• [Task brief]
Write the lines of the data below as a JSON list of strings, one string per line and no blank lines, from the line with "Can you see the cabinet door?" up to and including the line with "[[379, 189]]".
# Start of Exercise inputs
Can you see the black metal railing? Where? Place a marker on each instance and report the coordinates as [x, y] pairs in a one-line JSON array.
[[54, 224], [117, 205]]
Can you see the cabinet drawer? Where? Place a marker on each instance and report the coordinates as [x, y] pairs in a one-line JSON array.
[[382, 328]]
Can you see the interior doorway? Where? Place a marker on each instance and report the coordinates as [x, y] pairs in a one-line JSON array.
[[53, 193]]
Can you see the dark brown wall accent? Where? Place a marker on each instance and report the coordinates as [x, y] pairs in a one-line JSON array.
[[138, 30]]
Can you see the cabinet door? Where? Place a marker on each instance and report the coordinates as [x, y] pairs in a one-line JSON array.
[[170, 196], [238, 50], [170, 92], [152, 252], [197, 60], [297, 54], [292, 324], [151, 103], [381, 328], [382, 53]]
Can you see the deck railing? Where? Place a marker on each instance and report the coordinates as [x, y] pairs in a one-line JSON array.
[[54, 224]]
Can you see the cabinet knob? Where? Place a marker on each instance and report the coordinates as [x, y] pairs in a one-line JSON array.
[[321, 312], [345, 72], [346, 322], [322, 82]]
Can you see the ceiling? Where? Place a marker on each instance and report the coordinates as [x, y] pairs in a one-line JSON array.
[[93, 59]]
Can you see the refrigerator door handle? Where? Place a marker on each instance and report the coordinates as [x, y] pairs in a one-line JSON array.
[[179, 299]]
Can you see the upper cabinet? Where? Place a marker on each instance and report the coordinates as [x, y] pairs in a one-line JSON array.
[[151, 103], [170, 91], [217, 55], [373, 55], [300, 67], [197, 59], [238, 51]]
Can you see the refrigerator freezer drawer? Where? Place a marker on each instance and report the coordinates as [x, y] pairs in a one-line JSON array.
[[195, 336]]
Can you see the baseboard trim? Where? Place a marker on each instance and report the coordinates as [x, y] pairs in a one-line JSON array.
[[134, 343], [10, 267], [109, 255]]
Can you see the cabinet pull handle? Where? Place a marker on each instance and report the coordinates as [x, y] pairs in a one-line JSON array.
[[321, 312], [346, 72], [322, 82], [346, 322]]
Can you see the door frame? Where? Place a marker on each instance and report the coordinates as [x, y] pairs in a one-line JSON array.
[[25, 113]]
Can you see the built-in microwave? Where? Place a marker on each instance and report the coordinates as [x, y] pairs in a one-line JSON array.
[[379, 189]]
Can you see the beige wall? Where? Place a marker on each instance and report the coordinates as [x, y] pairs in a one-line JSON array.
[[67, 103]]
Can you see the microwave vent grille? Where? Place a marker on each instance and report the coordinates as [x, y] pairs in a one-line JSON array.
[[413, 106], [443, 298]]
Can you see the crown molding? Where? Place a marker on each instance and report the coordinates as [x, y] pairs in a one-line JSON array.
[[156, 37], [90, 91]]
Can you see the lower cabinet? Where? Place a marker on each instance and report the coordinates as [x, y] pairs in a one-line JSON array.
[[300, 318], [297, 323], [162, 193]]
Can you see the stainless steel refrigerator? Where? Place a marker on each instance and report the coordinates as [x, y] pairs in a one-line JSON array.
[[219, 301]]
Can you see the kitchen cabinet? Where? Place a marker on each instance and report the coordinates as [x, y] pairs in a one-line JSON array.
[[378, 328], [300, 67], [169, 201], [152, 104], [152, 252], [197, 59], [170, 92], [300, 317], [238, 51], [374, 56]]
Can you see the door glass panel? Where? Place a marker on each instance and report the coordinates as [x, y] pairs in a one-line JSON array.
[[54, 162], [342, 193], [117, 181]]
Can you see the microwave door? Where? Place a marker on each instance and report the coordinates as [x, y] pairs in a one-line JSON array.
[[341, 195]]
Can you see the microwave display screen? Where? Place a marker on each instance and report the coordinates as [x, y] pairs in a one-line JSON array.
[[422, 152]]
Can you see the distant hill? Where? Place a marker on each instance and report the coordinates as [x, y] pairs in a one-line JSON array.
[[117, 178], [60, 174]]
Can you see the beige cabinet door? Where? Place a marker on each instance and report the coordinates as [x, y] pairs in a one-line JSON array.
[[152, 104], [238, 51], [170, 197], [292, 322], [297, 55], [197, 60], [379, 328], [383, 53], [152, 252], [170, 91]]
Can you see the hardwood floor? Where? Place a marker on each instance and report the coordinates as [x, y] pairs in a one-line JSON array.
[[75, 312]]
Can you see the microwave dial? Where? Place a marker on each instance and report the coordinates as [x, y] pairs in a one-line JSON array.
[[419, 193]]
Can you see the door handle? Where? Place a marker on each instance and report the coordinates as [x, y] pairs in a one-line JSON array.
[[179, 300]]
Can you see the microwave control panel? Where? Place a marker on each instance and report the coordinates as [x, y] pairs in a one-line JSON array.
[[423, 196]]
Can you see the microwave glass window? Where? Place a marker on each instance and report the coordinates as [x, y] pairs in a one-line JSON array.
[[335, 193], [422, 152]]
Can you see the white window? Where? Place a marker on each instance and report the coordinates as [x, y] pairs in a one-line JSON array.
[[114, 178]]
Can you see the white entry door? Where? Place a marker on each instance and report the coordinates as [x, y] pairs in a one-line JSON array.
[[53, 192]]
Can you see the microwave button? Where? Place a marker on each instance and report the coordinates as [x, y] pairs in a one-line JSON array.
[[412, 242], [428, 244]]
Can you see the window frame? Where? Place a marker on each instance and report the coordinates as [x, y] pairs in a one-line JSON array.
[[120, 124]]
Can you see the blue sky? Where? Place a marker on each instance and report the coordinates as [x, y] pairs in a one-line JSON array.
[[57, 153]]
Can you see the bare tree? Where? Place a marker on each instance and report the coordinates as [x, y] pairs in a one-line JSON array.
# End of Exercise inputs
• [Result for this exercise]
[
  "Can you see the cabinet door? Where? Place a marker on each instance and report the coordinates as [x, y] pairs in a one-line JSON array.",
  "[[170, 196], [238, 50], [170, 92], [152, 252], [197, 60], [297, 54], [292, 324], [151, 103], [381, 328], [382, 53]]",
  "Can you see the deck railing? Where? Place a marker on each instance and report the coordinates as [x, y] pairs in a one-line JSON array.",
  "[[54, 224]]",
  "Can you see the cabinet knob? Where? Place a marker on each instance and report the coordinates as [x, y] pairs in a one-line JSON array.",
  "[[321, 312], [345, 72], [346, 322], [322, 82]]",
  "Can you see the ceiling? Where? Place a marker on each instance and report the coordinates as [x, y] pairs in a one-line JSON array.",
  "[[93, 59]]",
  "Can you see the refrigerator door handle? Where? Place a marker on each instance and report the coordinates as [x, y] pairs in a one-line JSON array.",
  "[[179, 299]]",
  "Can you see the upper cabinet? Where? Place a marker on each instance and report the coordinates as [x, y] pairs in a one-line JSON array.",
  "[[151, 103], [170, 91], [217, 55], [373, 55], [300, 67], [197, 59], [238, 51]]",
  "Can you see the refrigerator freezer drawer? Where? Place a marker on each instance and report the coordinates as [x, y] pairs in a one-line JSON array.",
  "[[195, 336]]",
  "Can you see the baseboard trim? Where? Place a marker on each instance and report the coordinates as [x, y] pairs in a one-line JSON array.",
  "[[134, 343], [10, 267], [109, 255]]",
  "Can you see the cabinet pull handle? Where? Place a marker on each instance and report the coordinates as [x, y] pairs in a one-line JSON array.",
  "[[321, 312], [346, 72], [322, 82], [346, 322]]",
  "Can you see the door frame? Where? Place a marker on each instance and report the coordinates as [x, y] pairs in a one-line JSON array.",
  "[[25, 113]]",
  "Can you see the built-in microwave? Where? Place a marker on each instance and report the coordinates as [x, y] pairs in a one-line JSON array.",
  "[[379, 189]]"
]